Work to be completed: The answer should be each line of the records that contains the word "foliage"; please copy them all.

Records for the task:
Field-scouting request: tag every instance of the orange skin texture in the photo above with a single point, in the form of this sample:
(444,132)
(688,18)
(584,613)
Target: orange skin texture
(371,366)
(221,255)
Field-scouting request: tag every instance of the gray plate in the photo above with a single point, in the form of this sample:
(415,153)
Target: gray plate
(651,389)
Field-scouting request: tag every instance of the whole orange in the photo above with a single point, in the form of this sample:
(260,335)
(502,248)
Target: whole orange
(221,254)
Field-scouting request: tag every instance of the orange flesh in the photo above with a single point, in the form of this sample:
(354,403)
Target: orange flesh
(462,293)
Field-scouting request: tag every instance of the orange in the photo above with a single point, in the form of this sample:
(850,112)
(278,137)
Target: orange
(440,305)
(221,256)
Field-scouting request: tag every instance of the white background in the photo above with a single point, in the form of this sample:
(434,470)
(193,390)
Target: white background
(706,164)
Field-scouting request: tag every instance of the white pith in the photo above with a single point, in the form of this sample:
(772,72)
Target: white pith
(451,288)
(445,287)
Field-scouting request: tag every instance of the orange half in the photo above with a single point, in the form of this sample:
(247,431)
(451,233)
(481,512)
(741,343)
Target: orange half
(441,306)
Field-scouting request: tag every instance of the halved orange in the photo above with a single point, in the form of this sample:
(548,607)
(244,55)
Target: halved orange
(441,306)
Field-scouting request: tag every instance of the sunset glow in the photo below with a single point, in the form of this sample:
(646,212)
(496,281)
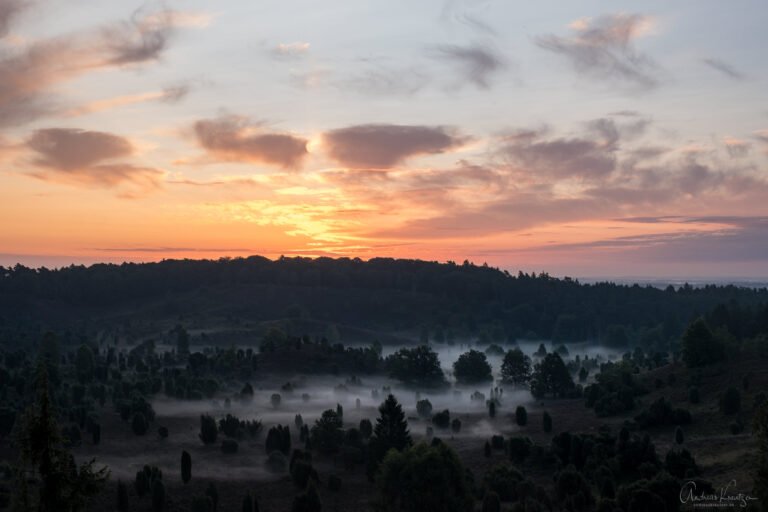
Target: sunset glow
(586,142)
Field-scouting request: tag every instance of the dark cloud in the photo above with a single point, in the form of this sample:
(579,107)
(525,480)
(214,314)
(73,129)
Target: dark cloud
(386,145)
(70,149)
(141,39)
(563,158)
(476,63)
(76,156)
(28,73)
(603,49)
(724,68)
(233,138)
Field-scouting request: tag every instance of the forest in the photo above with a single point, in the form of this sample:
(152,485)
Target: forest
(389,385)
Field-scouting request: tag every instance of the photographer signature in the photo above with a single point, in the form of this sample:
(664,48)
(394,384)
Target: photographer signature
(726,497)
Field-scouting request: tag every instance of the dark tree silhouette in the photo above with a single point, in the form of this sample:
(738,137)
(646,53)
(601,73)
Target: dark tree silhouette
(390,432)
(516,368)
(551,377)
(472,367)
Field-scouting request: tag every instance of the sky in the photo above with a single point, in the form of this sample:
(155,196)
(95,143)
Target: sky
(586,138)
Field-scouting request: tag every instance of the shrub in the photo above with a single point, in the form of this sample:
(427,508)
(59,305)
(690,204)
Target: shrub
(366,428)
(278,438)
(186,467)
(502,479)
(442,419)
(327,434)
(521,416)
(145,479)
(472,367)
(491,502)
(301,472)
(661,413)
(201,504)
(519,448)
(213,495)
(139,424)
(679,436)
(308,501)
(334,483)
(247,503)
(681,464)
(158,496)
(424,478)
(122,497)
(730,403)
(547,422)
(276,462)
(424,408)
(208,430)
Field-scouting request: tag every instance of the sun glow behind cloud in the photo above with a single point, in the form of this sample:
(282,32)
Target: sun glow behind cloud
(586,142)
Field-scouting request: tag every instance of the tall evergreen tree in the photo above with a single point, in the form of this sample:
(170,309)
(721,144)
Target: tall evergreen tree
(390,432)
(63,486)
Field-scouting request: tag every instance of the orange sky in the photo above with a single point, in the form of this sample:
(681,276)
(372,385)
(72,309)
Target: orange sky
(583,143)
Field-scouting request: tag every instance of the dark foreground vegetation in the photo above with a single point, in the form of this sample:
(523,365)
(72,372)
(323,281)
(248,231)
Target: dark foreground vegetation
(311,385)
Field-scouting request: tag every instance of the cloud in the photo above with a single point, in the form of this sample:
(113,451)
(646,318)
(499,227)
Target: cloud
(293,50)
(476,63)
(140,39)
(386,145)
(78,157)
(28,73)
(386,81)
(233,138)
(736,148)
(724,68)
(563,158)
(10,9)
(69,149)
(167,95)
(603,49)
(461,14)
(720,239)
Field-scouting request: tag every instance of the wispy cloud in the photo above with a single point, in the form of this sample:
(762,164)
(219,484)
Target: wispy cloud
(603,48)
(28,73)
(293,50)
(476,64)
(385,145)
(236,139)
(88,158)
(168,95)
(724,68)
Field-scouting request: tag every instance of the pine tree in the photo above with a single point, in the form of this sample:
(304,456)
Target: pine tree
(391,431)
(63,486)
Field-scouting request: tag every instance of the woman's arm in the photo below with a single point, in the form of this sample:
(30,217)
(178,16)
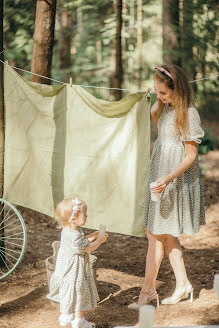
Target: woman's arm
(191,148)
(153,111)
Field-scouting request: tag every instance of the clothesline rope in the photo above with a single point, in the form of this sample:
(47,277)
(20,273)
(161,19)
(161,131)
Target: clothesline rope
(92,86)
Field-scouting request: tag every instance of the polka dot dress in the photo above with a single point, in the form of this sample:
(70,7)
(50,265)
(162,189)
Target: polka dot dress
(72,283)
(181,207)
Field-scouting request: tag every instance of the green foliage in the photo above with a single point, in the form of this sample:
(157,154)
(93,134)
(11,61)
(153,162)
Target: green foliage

==

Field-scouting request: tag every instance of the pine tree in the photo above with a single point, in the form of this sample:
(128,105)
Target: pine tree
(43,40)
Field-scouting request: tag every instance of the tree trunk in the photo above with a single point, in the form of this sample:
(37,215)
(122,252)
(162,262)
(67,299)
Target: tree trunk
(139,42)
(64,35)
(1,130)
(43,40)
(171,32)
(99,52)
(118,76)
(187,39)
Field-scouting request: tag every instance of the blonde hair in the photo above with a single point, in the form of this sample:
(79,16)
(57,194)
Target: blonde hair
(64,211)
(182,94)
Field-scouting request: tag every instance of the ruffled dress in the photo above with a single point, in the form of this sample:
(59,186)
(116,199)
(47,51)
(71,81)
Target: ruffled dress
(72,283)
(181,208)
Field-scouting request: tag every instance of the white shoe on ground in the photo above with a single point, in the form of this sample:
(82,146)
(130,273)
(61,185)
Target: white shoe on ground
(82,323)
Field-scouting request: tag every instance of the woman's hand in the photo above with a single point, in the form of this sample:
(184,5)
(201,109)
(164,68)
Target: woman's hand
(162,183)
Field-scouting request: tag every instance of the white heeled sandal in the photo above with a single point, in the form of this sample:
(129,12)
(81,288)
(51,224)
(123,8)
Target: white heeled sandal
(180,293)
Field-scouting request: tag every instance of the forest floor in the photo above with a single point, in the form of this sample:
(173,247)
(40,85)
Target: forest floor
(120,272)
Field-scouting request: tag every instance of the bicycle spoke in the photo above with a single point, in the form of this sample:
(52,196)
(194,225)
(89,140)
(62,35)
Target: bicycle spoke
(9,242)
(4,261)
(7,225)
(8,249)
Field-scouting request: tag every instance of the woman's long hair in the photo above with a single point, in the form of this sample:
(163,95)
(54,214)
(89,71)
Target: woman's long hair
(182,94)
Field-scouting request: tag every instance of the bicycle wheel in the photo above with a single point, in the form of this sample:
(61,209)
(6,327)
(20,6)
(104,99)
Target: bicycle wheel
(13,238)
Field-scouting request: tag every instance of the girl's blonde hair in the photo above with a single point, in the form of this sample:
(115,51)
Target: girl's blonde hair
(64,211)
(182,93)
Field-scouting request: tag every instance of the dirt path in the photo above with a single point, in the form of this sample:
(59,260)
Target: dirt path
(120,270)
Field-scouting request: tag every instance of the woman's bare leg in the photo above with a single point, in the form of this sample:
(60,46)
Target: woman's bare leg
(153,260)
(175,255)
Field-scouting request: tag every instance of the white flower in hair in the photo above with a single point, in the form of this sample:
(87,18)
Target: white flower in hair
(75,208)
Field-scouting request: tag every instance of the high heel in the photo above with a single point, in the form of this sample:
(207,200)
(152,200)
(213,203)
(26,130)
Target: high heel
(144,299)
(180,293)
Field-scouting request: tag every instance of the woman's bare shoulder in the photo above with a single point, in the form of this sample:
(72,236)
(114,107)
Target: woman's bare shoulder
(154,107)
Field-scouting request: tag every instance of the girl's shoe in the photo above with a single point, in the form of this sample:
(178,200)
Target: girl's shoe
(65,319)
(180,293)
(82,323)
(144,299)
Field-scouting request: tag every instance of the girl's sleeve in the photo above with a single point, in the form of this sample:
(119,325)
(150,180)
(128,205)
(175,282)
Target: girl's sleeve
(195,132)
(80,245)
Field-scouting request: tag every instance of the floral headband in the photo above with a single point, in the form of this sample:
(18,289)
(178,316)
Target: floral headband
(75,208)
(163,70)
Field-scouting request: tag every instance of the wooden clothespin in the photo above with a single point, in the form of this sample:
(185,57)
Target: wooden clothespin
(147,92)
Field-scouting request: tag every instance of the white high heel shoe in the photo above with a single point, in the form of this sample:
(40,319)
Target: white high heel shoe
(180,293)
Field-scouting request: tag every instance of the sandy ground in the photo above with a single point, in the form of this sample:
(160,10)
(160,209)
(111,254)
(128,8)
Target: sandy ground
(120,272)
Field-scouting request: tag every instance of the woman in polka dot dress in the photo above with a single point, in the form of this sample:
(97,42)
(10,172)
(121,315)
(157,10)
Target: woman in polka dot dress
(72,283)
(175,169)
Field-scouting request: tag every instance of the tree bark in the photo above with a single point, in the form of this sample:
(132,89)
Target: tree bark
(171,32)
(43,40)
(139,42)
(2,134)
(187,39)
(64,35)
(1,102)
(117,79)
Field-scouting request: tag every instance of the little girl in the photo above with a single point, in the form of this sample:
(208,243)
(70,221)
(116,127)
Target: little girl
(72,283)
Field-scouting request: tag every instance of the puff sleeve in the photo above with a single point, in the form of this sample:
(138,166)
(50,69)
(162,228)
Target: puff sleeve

Solution for this task:
Field-scouting request: tag every instance of the green foliage in the photo above with a single point, in the form of this sample:
Target: green foliage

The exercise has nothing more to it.